[SET TASK] Please locate each line in the listing below that contains the string "tree" and copy those lines out. Uppercase and lowercase letters count as different.

━━━ RECORDS FOR THE EXERCISE

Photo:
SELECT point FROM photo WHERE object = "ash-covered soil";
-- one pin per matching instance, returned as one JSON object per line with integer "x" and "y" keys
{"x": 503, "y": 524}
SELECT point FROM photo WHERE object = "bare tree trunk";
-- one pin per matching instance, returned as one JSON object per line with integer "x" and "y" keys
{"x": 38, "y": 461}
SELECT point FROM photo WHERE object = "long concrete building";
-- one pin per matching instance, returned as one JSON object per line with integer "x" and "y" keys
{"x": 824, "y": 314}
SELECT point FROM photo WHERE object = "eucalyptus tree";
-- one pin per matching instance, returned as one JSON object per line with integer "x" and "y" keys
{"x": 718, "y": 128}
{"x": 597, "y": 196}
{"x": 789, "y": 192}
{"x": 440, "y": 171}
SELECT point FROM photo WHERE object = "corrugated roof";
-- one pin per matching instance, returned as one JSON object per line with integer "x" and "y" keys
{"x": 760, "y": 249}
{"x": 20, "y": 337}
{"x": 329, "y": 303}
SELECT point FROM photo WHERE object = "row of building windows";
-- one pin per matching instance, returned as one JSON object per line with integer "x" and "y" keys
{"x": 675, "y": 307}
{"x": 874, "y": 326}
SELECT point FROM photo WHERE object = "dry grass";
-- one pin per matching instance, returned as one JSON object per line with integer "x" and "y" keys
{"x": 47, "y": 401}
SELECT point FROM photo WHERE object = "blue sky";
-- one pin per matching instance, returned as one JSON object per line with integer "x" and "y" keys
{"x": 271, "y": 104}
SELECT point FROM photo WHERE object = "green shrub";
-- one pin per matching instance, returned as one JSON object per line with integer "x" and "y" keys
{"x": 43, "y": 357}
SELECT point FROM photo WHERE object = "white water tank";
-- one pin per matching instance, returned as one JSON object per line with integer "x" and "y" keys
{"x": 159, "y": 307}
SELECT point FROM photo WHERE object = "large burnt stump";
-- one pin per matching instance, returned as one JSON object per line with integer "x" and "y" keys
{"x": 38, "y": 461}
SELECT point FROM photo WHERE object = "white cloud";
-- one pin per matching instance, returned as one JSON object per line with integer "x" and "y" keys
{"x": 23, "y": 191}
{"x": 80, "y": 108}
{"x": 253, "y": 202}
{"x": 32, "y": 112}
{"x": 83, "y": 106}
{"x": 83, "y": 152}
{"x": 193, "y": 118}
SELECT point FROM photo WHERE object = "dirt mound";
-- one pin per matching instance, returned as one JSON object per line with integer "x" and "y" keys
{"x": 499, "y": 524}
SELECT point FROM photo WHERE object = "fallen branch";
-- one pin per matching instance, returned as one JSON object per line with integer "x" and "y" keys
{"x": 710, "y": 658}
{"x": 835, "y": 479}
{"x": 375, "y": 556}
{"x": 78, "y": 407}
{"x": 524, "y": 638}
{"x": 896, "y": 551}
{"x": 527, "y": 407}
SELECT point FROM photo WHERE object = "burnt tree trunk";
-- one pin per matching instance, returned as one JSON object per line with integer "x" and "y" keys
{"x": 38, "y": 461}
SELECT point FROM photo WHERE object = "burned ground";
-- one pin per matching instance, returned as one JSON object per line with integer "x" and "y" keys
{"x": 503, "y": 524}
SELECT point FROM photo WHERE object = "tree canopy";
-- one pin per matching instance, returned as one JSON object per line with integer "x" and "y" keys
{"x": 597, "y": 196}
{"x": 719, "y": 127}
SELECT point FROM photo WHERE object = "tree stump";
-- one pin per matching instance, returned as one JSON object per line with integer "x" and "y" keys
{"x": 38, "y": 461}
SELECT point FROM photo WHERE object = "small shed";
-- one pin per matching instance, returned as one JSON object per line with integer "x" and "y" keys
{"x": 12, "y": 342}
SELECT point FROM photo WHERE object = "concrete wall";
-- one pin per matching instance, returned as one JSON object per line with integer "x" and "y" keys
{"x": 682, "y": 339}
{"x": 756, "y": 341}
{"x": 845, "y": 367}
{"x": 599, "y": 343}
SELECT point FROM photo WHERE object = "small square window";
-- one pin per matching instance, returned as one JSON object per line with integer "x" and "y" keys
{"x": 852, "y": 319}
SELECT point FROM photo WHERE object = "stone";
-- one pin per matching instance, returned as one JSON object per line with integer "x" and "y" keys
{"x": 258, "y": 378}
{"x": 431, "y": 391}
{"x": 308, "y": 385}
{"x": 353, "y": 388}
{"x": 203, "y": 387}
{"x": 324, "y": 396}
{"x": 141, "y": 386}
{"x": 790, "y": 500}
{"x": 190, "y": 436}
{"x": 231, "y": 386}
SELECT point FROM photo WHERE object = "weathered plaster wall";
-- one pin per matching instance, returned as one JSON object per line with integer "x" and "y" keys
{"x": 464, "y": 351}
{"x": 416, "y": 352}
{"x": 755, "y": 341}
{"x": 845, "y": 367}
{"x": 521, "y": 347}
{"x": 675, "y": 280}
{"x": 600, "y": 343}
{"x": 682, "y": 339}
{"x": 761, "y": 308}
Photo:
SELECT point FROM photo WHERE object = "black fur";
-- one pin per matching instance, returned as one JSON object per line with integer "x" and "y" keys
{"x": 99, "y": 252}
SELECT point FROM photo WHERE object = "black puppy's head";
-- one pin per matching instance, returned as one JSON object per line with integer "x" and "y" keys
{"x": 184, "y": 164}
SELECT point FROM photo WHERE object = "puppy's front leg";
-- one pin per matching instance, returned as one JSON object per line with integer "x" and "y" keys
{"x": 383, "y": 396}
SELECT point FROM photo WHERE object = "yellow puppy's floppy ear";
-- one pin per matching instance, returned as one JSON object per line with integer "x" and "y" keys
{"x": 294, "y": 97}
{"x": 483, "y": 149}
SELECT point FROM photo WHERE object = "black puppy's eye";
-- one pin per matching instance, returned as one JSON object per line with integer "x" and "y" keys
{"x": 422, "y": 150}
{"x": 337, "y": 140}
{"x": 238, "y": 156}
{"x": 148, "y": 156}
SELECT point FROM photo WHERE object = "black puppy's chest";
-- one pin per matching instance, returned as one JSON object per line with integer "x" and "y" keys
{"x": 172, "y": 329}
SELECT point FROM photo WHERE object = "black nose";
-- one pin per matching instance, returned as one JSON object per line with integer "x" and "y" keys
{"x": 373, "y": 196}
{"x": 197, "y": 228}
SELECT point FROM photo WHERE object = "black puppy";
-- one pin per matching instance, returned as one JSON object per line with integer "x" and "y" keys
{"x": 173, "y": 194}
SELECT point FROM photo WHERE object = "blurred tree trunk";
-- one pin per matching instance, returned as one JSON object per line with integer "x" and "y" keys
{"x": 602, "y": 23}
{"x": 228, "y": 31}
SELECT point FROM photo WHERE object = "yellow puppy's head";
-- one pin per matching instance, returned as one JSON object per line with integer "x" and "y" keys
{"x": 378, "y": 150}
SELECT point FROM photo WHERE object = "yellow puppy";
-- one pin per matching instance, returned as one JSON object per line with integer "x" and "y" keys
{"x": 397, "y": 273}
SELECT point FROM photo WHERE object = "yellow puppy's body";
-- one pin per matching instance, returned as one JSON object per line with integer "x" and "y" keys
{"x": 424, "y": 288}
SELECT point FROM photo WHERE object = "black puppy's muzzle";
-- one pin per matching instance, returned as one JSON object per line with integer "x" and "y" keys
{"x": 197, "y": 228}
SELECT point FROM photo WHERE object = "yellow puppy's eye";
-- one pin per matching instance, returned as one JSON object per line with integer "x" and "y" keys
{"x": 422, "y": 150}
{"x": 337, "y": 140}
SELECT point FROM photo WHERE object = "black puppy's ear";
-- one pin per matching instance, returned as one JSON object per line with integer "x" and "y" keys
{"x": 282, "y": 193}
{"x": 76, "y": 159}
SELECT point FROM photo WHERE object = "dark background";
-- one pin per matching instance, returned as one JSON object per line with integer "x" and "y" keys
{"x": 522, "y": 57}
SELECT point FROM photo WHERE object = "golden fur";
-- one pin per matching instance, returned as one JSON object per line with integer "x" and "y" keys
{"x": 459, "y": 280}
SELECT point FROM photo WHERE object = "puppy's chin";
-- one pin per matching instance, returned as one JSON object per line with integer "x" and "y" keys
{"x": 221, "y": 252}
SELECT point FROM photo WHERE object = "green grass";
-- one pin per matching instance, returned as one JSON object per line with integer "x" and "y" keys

━━━━━━

[ANSWER BELOW]
SELECT point FROM photo WHERE object = "bare tree trunk";
SELECT point FROM photo WHERE object = "eucalyptus tree";
SELECT point FROM photo WHERE object = "burnt tree trunk";
SELECT point FROM photo WHERE object = "tree canopy";
SELECT point FROM photo WHERE object = "tree stump";
SELECT point FROM photo WHERE object = "blurred tree trunk";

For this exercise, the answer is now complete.